Data entries
[Start of Attachment]

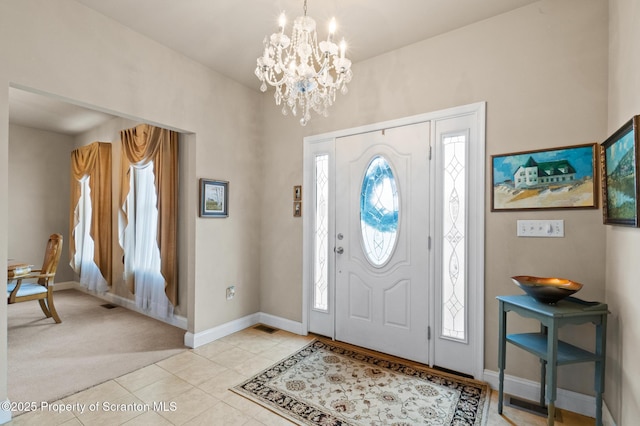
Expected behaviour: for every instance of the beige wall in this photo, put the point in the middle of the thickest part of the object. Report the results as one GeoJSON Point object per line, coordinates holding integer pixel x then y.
{"type": "Point", "coordinates": [62, 48]}
{"type": "Point", "coordinates": [542, 70]}
{"type": "Point", "coordinates": [623, 244]}
{"type": "Point", "coordinates": [39, 194]}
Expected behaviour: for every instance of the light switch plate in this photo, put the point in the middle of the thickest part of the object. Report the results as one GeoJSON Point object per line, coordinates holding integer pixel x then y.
{"type": "Point", "coordinates": [541, 228]}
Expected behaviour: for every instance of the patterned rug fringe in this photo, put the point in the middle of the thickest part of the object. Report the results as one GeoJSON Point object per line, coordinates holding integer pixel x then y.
{"type": "Point", "coordinates": [328, 383]}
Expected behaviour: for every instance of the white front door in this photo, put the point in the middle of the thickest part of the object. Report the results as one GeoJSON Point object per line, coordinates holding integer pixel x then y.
{"type": "Point", "coordinates": [382, 231]}
{"type": "Point", "coordinates": [412, 288]}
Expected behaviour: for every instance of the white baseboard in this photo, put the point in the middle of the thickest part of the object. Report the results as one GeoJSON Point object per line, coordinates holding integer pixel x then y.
{"type": "Point", "coordinates": [5, 414]}
{"type": "Point", "coordinates": [202, 338]}
{"type": "Point", "coordinates": [565, 399]}
{"type": "Point", "coordinates": [294, 327]}
{"type": "Point", "coordinates": [176, 320]}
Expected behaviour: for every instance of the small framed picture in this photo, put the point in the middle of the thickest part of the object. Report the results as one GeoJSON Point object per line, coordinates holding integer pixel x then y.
{"type": "Point", "coordinates": [555, 178]}
{"type": "Point", "coordinates": [620, 182]}
{"type": "Point", "coordinates": [297, 193]}
{"type": "Point", "coordinates": [214, 198]}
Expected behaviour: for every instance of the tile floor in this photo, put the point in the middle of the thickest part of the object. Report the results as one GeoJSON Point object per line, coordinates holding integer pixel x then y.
{"type": "Point", "coordinates": [194, 387]}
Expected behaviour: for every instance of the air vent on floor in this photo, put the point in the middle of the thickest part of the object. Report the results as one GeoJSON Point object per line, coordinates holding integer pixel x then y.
{"type": "Point", "coordinates": [109, 306]}
{"type": "Point", "coordinates": [264, 328]}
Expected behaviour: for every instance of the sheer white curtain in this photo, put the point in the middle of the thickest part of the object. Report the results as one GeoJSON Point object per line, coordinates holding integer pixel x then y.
{"type": "Point", "coordinates": [83, 262]}
{"type": "Point", "coordinates": [140, 243]}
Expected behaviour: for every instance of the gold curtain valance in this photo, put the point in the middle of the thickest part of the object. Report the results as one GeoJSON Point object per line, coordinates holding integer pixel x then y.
{"type": "Point", "coordinates": [140, 145]}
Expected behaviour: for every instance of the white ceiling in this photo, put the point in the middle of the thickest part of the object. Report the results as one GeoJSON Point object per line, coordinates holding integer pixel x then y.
{"type": "Point", "coordinates": [227, 35]}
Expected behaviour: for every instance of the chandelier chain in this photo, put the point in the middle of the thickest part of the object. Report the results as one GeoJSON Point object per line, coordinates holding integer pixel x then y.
{"type": "Point", "coordinates": [305, 74]}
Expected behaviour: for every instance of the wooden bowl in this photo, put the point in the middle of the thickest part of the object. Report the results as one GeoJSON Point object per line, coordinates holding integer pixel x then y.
{"type": "Point", "coordinates": [546, 290]}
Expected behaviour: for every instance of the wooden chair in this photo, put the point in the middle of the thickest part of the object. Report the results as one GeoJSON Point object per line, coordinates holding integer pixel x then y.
{"type": "Point", "coordinates": [42, 289]}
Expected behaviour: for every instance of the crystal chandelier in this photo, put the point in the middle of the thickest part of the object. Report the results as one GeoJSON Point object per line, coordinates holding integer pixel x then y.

[End of Attachment]

WHAT IS NEEDED
The answer is the line with "Expected behaviour: for every instance of the white ceiling" plus every line after it to the last line of the entries above, copied exactly and with no other lines.

ANSWER AREA
Expected behaviour: for every instance of the white ceiling in this photo, put the point in the middle of the thickest part of the object. Report the results as one GeoJSON Point object per line, coordinates holding integer pixel x then y.
{"type": "Point", "coordinates": [227, 35]}
Expected behaviour: for every instance of the chandelier chain in this photo, put the point in the middle of the thickest part of the object. Report the results as one GeoJSON Point object per line, coordinates holding integer pixel x then y.
{"type": "Point", "coordinates": [305, 74]}
Expected behaviour: for every instance of the wooden bowl in this photo, put the point in the middle of the thickest part of the object. Report the results as one GeoJSON Point object per line, coordinates holding integer pixel x then y.
{"type": "Point", "coordinates": [546, 290]}
Expected behaviour: for every instance of the wooden chair in this photo, put the point in the middle of the thickest part of the object. Report the results as one GeoJSON Point object per line, coordinates holding integer pixel x then y.
{"type": "Point", "coordinates": [42, 289]}
Expected behaviour: for every instance of the crystal chandelier in this photo, put the point in the middle of the thickest part of the object. Report the results as one GeoJSON Point object per line, coordinates holding integer pixel x then y.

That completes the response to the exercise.